### Source
⟨

All: Under ISIS the economic situation in Minbic grew even more difficult and life exceptionally expensive. They sold bread and one litre of Diesel for 350 Syrian lira respectively (the price of which was only about 40-50 lira in YPG-/YPJ-/QSD-controlled area at that time) [equivalent to roughly 1,50 and 0,20 EUR]. Often, long queues formed at the distribution points, although petroleum and crop were available in sufficient quantity in ISIS territory. Sugar was very expensive, too, although it was produced in close-by Maskanah. Horrendous taxes were randomly exacted from shop owners and merchants. ISIS financed their war this way. The foodstuffs available were rationed, with ISIS fighters withholding the best parts for themselves, justifying this with their alleged status as "God's warriors". Most people survived on money which came from relatives living outside. The poorest, who asked for financial support, generally were told to join ISIS as fighters.
All schools in Minbic were closed by ISIS, our children could only attend Islamic schools. When ISIS had enlarged their capacity of own schools after some time they started to force all children into these schools. There they were subjected to ideological brainwashing and pressure to join ISIS from a young age.
There were so many more crazy bans as for example, eating in parks. Using a mobile phone was prohibited in general. If someone was caught for the first time, they had to pay a high fine. In case of repetition jail and torture loomed.
Not everything which ISIS did can be linked to Islam. They instrumentalised it for their regime of terror.
According to your account ISIS was not supported by the population. But were there not many people who actively supported them?
This was the case only for a small part of the population, most of those who remained adjusted themselves. We have to keep in mind that more than half of the population fled from Minbic when ISIS ruled. But sadly so we have to say: Some families positively sold their daughters to ISIS, partly for ideological and partly for financial reasons. If you were close to ISIS and acted as an agent you were for example allowed to work in one of the many small Diesel refineries. Some became agents, we were scared not only on the street but also in our staircase. The majority of the population positioned themselves more and more explicitly against ISIS from 2015. All in all three demonstrations against ISIS' methods took place in Minbic, once even shops were closed. But all attempts were suppressed in the most brutal ways. Minbic is one of the few cities controlled by ISIS where demonstrations against their methods took place at all.
Support for ISIS was bigger among the armed groups than the civilians. Unfortunately, an important part of the former FSA joined ISIS militarily from 2014.
Shortly before the liberation operation started on May 31, the Minbic Civic and Military Council were proclaimed. How did this come to be?
Xalit: The liberation of the Tishrin dam on the Euphrates through the QSD in December 2015 slowly raised hopes that ISIS could lose its sovereignty over the Minbic region. ISIS slowly lost its confidence and rightly so. Because in the beginning of 2016, people and groups who had fled Minbic convened with YPG/YPJ/QSD and representatives of the three Rojava cantons and the newly founded Syrian Democratic Council to prepare the liberation of Minbic. The former TEV-DEM activists from Minbic were the motor of this enterprise. Since we both had fled from Minbic before, we contributed a lot from the start. First, the Minbic Military Council was founded in the beginning of 2016, and then the Minbic Civic Council on April 5, 2016. The representation of all parts of society was so important to us that we reserved the seats for Circassians in the 43 members strong Civic Council. Because almost all of them had been forced to leave Minbic. The Civic Council used all the languages spoken in minbic right from the start, the banners were in four languages. The Military Council had women as members from the start, we made this a point. However, they were hardly present in the media at the time of the liberation operation.

⟩

### Task requirements
1: Decide whether each statement agrees with the interview on Minbic under ISIS. Answer yes or no and quote the words that settle it: (a) Sugar was produced near Minbic, in Maskanah. (b) Someone caught using a mobile phone for the first time was jailed. (c) The Minbic Civic Council was founded before the Minbic Military Council.
2: Echo the passage of the interview on Minbic under ISIS that lies between "There were so" and "and torture loomed.", inclusive.

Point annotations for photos

⟨

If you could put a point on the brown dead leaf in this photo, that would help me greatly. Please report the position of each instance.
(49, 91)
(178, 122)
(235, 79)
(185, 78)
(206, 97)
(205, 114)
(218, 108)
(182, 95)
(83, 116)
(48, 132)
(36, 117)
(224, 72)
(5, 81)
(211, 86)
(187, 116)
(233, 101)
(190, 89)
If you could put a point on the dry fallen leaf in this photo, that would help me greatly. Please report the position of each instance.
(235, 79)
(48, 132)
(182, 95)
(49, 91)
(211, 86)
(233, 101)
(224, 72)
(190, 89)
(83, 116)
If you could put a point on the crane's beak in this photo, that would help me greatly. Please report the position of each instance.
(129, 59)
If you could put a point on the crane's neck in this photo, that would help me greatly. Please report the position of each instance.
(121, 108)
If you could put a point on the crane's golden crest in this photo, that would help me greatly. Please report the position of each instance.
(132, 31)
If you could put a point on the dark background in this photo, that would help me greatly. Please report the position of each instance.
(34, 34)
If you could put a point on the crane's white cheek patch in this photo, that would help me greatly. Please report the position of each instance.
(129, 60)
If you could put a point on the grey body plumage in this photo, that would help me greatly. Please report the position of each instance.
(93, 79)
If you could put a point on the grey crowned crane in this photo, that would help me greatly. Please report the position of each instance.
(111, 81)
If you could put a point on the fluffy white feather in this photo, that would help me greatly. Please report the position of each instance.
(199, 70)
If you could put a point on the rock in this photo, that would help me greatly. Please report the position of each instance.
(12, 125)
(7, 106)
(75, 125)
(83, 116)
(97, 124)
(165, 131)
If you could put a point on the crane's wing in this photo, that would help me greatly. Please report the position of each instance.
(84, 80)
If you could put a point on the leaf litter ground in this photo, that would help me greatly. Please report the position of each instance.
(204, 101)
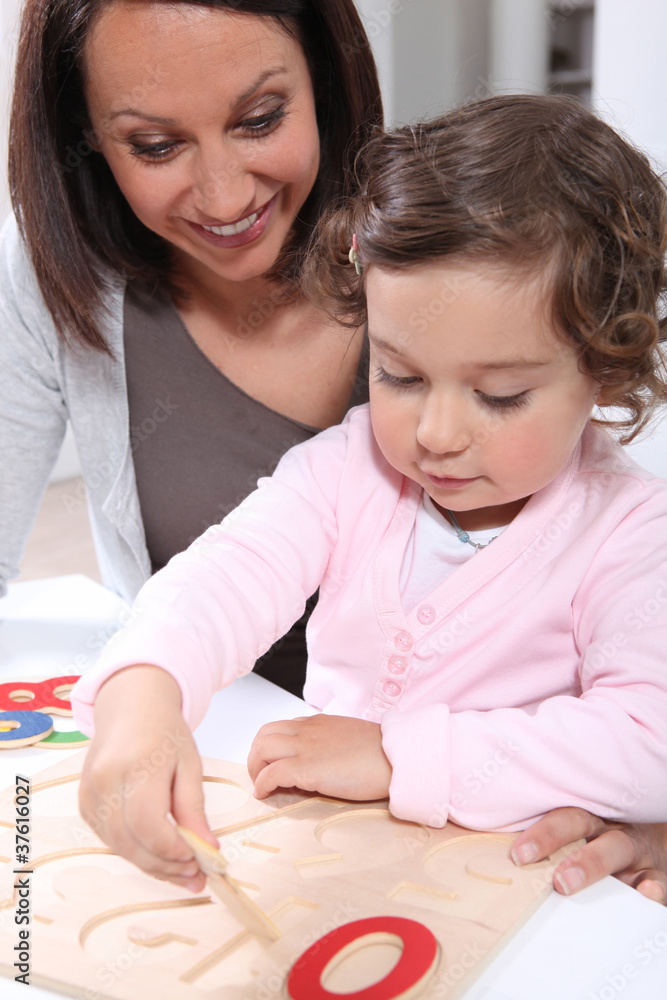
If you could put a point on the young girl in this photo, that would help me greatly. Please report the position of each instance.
(490, 633)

⟩

### Results in order
1:
(a) Yes: "Sugar was very expensive, too, although it was produced in close-by Maskanah."
(b) No: "If someone was caught for the first time, they had to pay a high fine."
(c) No: "First, the Minbic Military Council was founded in the beginning of 2016, and then the Minbic Civic Council on April 5, 2016."

2:
There were so many more crazy bans as for example, eating in parks. Using a mobile phone was prohibited in general. If someone was caught for the first time, they had to pay a high fine. In case of repetition jail and torture loomed.